::: Articolo
Passando ad altre regioni, in Molise esistono tanti lembi di viticoltura eroica: ne è prova il grande risultato riportato all’ultimo concorso “Mondial des Vins Extrême” organizzato dal Cervim e vinto da un vino a base di tintilia.

Con l’arrivo della fillossera, a partire dall’inizio del secolo scorso, i viticoltori in Puglia furono costretti a ricostruire tutti i vigneti, per cui oggi nella regione non sopravvivono esemplari antecedenti all’invasione. Esistono però, a ridosso di Manduria, tanti alberelli di primitivo ultraottantenni, ancora produttivi.

Armacìe, così vengono detti i muretti a secco che sorreggono i terrazzi della Costa Viola in Calabria, quel lembo di terra che va da Villa San Giovanni a Palmi, passando per Scilla, Seminara e Bagnara Calabra. Le uve coltivate, considerata la vicinanza con la dirimpettaia Sicilia, sono un mix di siciliane, calabresi e internazionali: Calabrese, Prunesta (v. Il Sommelier n.2/2020) e Gaglioppo tra i rossi, Greco e Chardonnay tra i bianchi.

In tema di viticoltura eroica, in Sicilia, non può mancare all’appello Bent-El Rhià, come in arabo è detta Pantelleria, la “figlia del vento”, dove lo Zabib-zibibbo viene coltivato da millenni sugli alberelli striscianti a non più di 50 cm dal suolo. Ma non c’è solo il Moscato di Alessandria a Pantelleria: in tutte le isole Eolie, anche a Salina, a Vulcano e persino nelle piccolissime Panarea e Filicudi fanno gran mostra di sé tanti piccoli vigneti di Malvasia, di Catarratto, di Nero d’Avola e persino di Sangiovese. E poi, per finire, sempre in Sicilia, come dimenticare l’Etna, con vigneti spesso oltre i mille metri di quota. Qui, nel regno del Nerello mascalese, qualche produttore, approfittando di un clima molto particolare, ha piantato – e con buoni risultati – Pinot nero e qualcuno addirittura… Gewürztraminer.
::::::
::: Dati forniti
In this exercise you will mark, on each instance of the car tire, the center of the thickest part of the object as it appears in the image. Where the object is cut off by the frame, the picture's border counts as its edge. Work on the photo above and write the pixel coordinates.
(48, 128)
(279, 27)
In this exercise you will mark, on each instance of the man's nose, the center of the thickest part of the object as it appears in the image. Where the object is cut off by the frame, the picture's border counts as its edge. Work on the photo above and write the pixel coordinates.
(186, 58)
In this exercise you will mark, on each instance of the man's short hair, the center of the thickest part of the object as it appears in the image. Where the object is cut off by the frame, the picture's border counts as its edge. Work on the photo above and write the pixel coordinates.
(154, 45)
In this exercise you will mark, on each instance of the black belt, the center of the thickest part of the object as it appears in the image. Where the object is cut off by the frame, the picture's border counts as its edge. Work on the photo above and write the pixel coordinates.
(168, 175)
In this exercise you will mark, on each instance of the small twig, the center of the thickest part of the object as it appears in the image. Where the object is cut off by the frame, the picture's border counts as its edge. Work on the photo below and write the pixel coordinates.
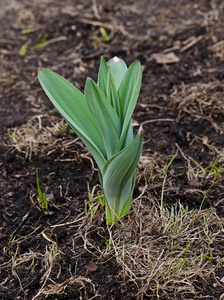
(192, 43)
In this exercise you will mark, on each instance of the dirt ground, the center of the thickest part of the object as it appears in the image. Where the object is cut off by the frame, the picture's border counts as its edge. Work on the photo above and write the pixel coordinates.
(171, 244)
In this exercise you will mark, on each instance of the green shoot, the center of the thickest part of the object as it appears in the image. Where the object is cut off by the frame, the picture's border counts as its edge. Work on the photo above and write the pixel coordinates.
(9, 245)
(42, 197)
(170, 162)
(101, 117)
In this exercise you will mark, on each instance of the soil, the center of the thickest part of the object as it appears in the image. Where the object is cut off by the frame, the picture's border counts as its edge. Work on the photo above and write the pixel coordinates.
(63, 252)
::::::
::: Dati forniti
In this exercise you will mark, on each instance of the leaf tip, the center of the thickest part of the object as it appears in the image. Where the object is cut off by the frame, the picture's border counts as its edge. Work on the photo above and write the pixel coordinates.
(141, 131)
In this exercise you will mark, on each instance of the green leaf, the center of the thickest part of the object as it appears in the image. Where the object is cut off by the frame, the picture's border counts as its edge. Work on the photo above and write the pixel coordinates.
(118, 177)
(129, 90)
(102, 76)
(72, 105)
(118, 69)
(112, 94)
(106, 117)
::::::
::: Dati forniti
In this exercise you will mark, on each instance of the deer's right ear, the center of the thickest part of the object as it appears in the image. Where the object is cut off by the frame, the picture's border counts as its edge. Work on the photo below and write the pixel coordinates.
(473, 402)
::::::
▶ **Attività da svolgere**:
(a) Nell'articolo, quale nome hanno i muretti a secco che sostengono i terrazzi della Costa Viola in Calabria?
(b) Ricopia senza modifiche il passo dell'articolo che va da "Passando ad altre" fino a "base di tintilia.".
I record non hanno alcun legame con l'articolo.

▶ **Soluzioni**:
(a) Armacìe.

(b)
Passando ad altre regioni, in Molise esistono tanti lembi di viticoltura eroica: ne è prova il grande risultato riportato all’ultimo concorso “Mondial des Vins Extrême” organizzato dal Cervim e vinto da un vino a base di tintilia.